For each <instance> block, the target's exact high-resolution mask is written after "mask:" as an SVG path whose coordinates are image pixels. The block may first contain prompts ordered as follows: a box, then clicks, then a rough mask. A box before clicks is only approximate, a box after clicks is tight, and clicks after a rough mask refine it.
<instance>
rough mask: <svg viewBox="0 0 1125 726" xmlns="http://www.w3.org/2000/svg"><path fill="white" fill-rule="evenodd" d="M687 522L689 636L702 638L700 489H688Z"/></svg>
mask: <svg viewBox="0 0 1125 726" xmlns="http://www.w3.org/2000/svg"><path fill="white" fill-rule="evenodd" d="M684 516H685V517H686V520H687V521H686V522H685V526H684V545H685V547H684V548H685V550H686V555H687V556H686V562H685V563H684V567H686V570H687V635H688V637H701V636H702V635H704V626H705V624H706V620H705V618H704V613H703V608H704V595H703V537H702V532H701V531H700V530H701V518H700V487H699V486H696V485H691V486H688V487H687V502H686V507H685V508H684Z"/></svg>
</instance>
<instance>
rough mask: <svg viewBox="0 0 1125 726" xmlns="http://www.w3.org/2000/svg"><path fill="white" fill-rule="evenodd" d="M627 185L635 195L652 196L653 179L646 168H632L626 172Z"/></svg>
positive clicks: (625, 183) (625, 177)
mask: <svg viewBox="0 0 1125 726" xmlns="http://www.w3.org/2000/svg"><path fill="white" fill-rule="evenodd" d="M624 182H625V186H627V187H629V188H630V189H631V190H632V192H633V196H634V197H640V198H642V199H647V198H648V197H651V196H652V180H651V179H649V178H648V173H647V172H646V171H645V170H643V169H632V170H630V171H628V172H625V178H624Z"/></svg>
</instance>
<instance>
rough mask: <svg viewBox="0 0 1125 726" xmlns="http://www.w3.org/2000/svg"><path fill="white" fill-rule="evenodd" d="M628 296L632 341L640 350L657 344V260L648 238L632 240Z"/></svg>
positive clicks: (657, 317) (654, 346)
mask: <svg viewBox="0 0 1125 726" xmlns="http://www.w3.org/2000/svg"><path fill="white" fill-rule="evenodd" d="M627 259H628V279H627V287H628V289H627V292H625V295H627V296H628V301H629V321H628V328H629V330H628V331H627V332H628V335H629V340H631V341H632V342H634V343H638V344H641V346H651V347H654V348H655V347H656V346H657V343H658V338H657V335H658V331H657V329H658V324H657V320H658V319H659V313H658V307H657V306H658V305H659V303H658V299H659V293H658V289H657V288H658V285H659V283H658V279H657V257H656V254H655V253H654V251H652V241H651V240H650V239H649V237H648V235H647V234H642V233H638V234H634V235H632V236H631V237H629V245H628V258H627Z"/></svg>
━━━━━━
> _WORK TASK_:
Can you express the records as a numbered list, from their first line up to and including the line that contains "522L689 636L702 638L700", with blank lines omitted and nothing after that line?

> _EXERCISE RESPONSE_:
1. For each <instance> block, the target's exact high-resolution mask is written after "mask:" as an SVG path whose coordinates are image pixels. The block may first contain prompts ordered as follows: a box, then clicks, then a rough mask. A box before clicks is only approximate, a box after clicks is tight, and clicks after a rough mask refine it.
2. <instance>
3. rough mask: <svg viewBox="0 0 1125 726" xmlns="http://www.w3.org/2000/svg"><path fill="white" fill-rule="evenodd" d="M687 522L689 636L702 638L700 489H688Z"/></svg>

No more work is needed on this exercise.